• _Alıştırma Ayrıntıları_
Aşağıdaki satırların tamamını hiçbir değişiklik yapmadan aynen yeniden yazın.
....................
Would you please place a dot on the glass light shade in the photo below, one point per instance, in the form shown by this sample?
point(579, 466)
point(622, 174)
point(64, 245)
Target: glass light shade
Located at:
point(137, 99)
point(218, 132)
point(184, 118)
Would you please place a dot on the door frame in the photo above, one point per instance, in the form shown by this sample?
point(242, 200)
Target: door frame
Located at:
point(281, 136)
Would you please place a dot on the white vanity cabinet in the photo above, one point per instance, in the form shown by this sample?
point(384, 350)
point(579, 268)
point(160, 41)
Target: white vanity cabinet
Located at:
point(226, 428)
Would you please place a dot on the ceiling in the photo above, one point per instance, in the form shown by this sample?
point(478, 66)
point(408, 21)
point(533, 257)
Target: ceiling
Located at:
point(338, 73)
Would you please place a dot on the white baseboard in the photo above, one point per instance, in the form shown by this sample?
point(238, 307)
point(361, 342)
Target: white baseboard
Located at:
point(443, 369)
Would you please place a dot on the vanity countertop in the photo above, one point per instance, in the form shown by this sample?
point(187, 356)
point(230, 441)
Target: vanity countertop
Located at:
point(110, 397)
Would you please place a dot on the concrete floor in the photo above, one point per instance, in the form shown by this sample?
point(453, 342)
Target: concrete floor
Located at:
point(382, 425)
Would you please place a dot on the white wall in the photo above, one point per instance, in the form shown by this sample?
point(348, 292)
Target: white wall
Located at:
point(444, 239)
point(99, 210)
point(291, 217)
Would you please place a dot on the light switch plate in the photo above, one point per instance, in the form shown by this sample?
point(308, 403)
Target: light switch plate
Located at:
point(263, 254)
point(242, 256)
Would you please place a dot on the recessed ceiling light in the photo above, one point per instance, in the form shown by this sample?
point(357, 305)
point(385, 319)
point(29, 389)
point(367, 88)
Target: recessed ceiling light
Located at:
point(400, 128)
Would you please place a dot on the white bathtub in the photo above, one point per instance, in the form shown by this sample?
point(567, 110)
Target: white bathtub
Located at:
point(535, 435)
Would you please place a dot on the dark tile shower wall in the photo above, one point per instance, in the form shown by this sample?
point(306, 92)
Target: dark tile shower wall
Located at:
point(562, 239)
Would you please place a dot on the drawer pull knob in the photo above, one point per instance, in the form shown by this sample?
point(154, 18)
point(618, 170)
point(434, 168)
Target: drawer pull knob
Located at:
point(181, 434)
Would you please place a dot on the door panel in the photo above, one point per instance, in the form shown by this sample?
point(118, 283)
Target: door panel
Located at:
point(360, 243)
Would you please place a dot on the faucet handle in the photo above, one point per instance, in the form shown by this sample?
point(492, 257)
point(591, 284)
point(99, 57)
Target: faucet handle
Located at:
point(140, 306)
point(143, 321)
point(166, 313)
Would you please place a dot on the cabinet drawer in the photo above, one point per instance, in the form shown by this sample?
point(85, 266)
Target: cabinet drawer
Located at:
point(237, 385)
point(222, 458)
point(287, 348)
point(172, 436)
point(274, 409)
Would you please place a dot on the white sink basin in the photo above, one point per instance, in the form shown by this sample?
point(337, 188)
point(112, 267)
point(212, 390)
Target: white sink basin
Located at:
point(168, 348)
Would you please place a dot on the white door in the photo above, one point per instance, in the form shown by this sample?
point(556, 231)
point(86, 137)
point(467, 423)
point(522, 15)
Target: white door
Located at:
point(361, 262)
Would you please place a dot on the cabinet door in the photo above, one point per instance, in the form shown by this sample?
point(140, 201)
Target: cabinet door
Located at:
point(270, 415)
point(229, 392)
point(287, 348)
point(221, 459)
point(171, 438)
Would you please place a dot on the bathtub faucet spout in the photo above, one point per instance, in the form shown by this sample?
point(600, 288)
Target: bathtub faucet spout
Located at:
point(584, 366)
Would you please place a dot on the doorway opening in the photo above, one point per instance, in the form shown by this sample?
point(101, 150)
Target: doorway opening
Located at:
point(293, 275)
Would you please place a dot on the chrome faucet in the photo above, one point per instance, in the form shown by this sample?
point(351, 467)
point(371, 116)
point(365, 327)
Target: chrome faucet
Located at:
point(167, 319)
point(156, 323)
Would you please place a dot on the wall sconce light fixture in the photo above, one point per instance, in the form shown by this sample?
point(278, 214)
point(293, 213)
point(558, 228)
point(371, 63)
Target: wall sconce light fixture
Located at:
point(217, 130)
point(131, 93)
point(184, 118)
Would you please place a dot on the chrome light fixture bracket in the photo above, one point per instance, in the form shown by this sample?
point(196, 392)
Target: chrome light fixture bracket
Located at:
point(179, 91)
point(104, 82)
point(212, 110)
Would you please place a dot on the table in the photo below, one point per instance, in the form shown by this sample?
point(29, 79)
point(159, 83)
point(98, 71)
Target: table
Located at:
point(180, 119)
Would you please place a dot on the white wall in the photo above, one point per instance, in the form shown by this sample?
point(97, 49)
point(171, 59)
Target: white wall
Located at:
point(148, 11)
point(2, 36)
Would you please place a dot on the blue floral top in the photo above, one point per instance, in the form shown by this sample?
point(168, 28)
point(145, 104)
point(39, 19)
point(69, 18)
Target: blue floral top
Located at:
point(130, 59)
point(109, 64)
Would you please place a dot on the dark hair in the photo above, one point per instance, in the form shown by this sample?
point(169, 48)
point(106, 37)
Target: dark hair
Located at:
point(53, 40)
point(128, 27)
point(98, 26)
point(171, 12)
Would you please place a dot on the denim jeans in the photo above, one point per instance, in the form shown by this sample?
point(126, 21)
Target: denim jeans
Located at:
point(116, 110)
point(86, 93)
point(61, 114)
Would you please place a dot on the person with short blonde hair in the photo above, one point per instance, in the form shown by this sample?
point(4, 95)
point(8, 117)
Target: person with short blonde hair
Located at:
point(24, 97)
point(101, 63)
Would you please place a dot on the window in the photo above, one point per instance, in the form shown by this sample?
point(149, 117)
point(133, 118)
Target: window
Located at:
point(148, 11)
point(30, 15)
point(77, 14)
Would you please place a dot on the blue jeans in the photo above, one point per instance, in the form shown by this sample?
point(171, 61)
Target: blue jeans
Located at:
....................
• _Alıştırma Çıktısı_
Would you please place a dot on the glass light shade in the photo below, one point per instance, in the form shown by this sample?
point(579, 466)
point(622, 174)
point(64, 245)
Target: glass light shade
Located at:
point(137, 99)
point(218, 132)
point(184, 118)
Would you please place a dot on the door frame in the photo above, one point per instance, in the form shown by this sample?
point(242, 200)
Target: door frame
Located at:
point(281, 136)
Would you please place a dot on the white vanity cabinet in the photo above, one point per instance, in the form shown by this sample?
point(384, 350)
point(579, 268)
point(160, 41)
Target: white vanity cabinet
Located at:
point(226, 428)
Would you please place a dot on the ceiling in the photo above, one point per instance, in the form shown by this sample?
point(478, 66)
point(408, 21)
point(533, 257)
Target: ceiling
Located at:
point(338, 73)
Would you please place a dot on the white baseboard in the photo above, one point per instance, in the form shown by this sample?
point(238, 307)
point(361, 342)
Target: white baseboard
Located at:
point(443, 369)
Would you please place a dot on the vanity countertop in the photo above, one point per instance, in the form shown by this sample?
point(187, 356)
point(230, 441)
Target: vanity countertop
Located at:
point(110, 397)
Would you please place a dot on the concrete floor in the photo above, one point per instance, in the form shown by this sample?
point(453, 342)
Target: concrete floor
Located at:
point(382, 425)
Would you please place a dot on the white wall in the photo above, one point per instance, in the form shown by this sample?
point(348, 292)
Target: white wall
Located at:
point(444, 239)
point(99, 210)
point(291, 217)
Would you please place a dot on the light switch plate in the photo above, one point per instance, in the form shown by this sample?
point(308, 403)
Target: light switch plate
Located at:
point(263, 254)
point(242, 256)
Would you please place a dot on the recessed ceiling light in the photo above, one point per instance, in the form shown by this sample?
point(357, 305)
point(385, 319)
point(29, 389)
point(367, 88)
Target: recessed ceiling light
Located at:
point(400, 128)
Would you please place a dot on the white bathtub in the photo above, one point per instance, in the form shown by this sample?
point(567, 110)
Target: white bathtub
Located at:
point(535, 435)
Would you please place a dot on the dark tile shower wall in the photo above, one point per instance, in the form shown by this sample?
point(306, 92)
Target: dark tile shower wall
Located at:
point(562, 239)
Would you please place a dot on the drawer pull knob in the photo above, one point per instance, in the form shown by this sample?
point(154, 18)
point(618, 170)
point(434, 168)
Target: drawer pull knob
Located at:
point(181, 434)
Would you please place a dot on the door panel in the photo above, one point per instance, in the form shown by this sample?
point(118, 283)
Target: door panel
Located at:
point(360, 243)
Would you please place a dot on the faucet handle in the photo above, one point per instance, in the form shown by this sample?
point(492, 257)
point(591, 284)
point(99, 57)
Target: faucet handle
Located at:
point(140, 306)
point(143, 321)
point(166, 313)
Would you please place a dot on the cabinet drawer in the photo above, one point per instance, in the form shown by this sample?
point(85, 266)
Target: cabinet drawer
Located at:
point(237, 385)
point(222, 458)
point(287, 348)
point(172, 436)
point(274, 409)
Would you please place a dot on the white sink basin in the photo above, one point per instance, in the form shown by this sample?
point(337, 188)
point(112, 267)
point(212, 390)
Target: white sink basin
Located at:
point(168, 348)
Would you please place a dot on the white door in the photo above, one point per instance, in the form shown by this sample?
point(556, 231)
point(86, 137)
point(467, 423)
point(522, 15)
Target: white door
Located at:
point(361, 262)
Would you please place a dot on the cabinet door in the photo above, one point per instance, in the form shown by this sample?
point(140, 201)
Target: cabinet door
Located at:
point(270, 415)
point(229, 392)
point(287, 348)
point(221, 459)
point(171, 438)
Would you please place a dot on the bathtub faucet spout in the photo above, one point per instance, in the form shown by this sample?
point(600, 288)
Target: bathtub faucet spout
Located at:
point(584, 366)
Would you please place a dot on the doorway opening in the photo above, one point per instance, in the form shown by this sample?
point(101, 150)
Target: doorway opening
Located at:
point(293, 275)
Would you please place a dot on the chrome faucet in the photo above, one point per instance, in the form shown by this sample?
point(351, 467)
point(371, 116)
point(365, 327)
Target: chrome faucet
Located at:
point(167, 319)
point(156, 323)
Would you please place a dot on the wall sconce light fixture in the photo above, one point per instance, in the form shown by this sample?
point(278, 214)
point(293, 213)
point(558, 228)
point(371, 63)
Target: wall sconce light fixture
Located at:
point(217, 130)
point(131, 93)
point(184, 118)
Would you please place a dot on the chrome light fixture bracket in the photo above, one point per instance, in the form shown by this sample?
point(196, 392)
Target: chrome light fixture bracket
Located at:
point(179, 91)
point(104, 82)
point(212, 110)
Would you please place a dot on the table in the photo below, one point per instance, in the form shown by this sample?
point(29, 79)
point(159, 83)
point(98, 71)
Target: table
Located at:
point(180, 119)
Would you please place a dot on the white wall in the photo above, one point per instance, in the form shown by this sample?
point(97, 49)
point(171, 59)
Target: white wall
Located at:
point(148, 11)
point(2, 36)
Would you please place a dot on the blue floral top in the photo above, one point per instance, in the form shown by this sample?
point(168, 28)
point(145, 104)
point(39, 19)
point(69, 18)
Target: blue floral top
Located at:
point(130, 59)
point(109, 64)
Would you please place a dot on the dark hair in the photo above, one point per instance, in the form shown by this sample?
point(169, 48)
point(106, 37)
Target: dark hair
Located at:
point(53, 40)
point(128, 27)
point(98, 26)
point(171, 12)
Would you please place a dot on the denim jeans in the photo above, one point per instance, in the form shown by this sample?
point(126, 21)
Target: denim jeans
Located at:
point(116, 110)
point(86, 93)
point(61, 114)
Would you please place a dot on the person with short blonde hair in the photo above, one point per instance, in the form shown by this sample?
point(4, 95)
point(8, 117)
Target: person with short blonde hair
Located at:
point(24, 97)
point(101, 63)
Would you please place a dot on the window in the photo above, one point per instance, in the form shown by this sample?
point(149, 117)
point(133, 118)
Target: window
Located at:
point(148, 11)
point(30, 15)
point(77, 14)
Would you please place a dot on the blue jeans in the photo above, one point per instance, in the form shown by this sample?
point(171, 61)
Target: blue jeans
Located at:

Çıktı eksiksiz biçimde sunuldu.